▶ _WHAT IS NEEDED_
How many lines of the material below contain the word "tree", matching case exactly? Reply with the number alone.

▶ _LISTED ENTRIES_

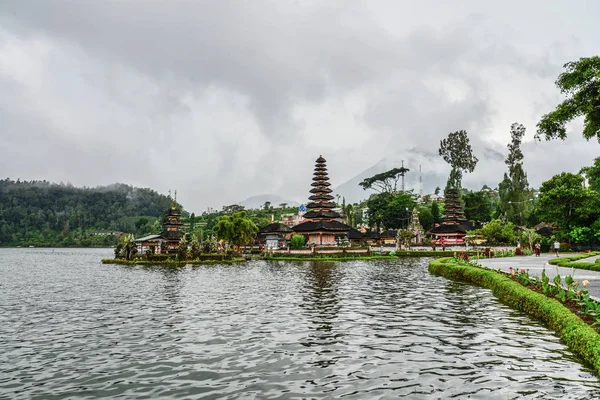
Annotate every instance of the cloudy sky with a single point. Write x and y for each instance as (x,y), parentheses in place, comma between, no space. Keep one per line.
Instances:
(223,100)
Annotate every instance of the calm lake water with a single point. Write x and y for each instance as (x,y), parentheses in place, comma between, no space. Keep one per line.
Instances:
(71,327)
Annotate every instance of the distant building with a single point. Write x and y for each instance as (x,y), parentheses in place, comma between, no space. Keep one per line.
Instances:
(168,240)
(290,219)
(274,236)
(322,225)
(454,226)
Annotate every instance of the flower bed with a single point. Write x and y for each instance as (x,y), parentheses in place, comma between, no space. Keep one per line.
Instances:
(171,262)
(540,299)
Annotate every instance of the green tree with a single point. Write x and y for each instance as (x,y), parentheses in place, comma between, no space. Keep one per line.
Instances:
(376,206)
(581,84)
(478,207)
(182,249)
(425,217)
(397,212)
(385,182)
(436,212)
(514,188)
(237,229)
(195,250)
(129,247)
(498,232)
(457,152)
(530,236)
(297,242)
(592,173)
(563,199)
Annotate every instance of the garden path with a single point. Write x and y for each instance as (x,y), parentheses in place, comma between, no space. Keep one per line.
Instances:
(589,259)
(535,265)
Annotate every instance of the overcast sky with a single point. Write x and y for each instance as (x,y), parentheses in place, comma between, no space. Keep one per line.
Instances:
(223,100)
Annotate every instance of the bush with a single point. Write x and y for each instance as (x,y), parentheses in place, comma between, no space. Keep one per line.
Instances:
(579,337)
==
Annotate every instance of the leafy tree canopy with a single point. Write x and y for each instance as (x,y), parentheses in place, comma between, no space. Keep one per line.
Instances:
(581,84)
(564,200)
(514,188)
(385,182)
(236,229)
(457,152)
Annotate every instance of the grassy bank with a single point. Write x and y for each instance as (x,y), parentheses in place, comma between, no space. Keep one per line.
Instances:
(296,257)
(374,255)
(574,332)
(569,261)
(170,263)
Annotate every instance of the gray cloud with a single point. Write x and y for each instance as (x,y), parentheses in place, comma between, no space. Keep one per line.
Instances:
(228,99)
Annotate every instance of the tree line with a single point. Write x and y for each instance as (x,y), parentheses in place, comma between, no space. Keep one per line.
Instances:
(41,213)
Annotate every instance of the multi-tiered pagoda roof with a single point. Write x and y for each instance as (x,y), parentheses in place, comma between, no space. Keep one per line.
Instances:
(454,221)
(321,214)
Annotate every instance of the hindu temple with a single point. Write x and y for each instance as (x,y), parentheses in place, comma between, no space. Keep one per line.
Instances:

▶ _RESPONSE_
3